RECORDS SUPPLIED
◆ ◆ ◆ ◆

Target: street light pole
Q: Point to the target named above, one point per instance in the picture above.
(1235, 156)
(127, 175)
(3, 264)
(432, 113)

◆ ◆ ◆ ◆

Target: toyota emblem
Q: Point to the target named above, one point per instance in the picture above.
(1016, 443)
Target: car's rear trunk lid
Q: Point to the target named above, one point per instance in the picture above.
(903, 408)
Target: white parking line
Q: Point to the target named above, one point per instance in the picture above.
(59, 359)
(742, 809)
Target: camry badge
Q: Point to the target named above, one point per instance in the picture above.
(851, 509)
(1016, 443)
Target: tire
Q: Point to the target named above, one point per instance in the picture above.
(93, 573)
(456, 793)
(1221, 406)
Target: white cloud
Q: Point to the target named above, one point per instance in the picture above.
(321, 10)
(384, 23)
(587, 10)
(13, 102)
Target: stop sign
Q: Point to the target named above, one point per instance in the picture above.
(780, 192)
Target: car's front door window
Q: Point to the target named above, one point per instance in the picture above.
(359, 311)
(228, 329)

◆ ◆ ◆ ◆

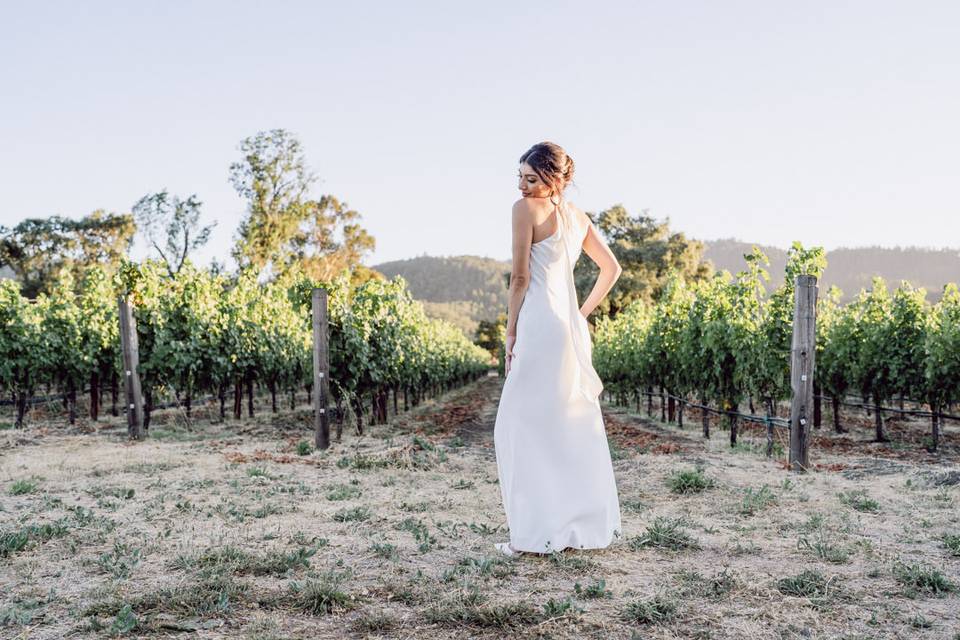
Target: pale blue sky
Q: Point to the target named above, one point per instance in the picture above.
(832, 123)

◆ ◆ ◆ ◆

WHAT THIS TASK INVOLVES
Tell how many lines in the material contain the word "white". Only the number is wanted.

RESULT OF THE TASK
2